SET TASK:
Rewrite the items from the line containing "baseboard. Provide the bounding box for each." through the line containing "[384,290,456,333]", both included, reproducing every line in full and offsetting each bounding-box coordinate in the answers by adding 40 to it.

>> START DATA RECORDS

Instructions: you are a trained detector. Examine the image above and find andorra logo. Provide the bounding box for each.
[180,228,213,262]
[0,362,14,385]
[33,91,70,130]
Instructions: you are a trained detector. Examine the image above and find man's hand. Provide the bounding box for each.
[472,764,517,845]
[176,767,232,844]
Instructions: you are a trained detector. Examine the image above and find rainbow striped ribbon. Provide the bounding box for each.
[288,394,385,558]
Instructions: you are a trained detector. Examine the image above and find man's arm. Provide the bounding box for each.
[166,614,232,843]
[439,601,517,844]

>> END DATA RECORDS
>> START DATA RECORDS

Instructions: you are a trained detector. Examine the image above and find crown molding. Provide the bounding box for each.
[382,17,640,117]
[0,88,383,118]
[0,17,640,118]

>> END DATA RECORDS
>> START DATA RECORDS

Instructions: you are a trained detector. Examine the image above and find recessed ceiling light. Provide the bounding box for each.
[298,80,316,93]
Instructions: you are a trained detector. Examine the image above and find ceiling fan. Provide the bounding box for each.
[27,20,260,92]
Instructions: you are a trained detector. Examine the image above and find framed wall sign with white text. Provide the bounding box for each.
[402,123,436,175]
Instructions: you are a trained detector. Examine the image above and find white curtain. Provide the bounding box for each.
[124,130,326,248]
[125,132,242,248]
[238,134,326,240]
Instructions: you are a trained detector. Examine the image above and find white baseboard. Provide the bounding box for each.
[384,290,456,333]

>> END DATA RECORDS

PROBLEM SOLUTION:
Instructions: you are a trained detector. Examine the image above and find white baseboard. Provide the bounding box for each.
[424,330,496,373]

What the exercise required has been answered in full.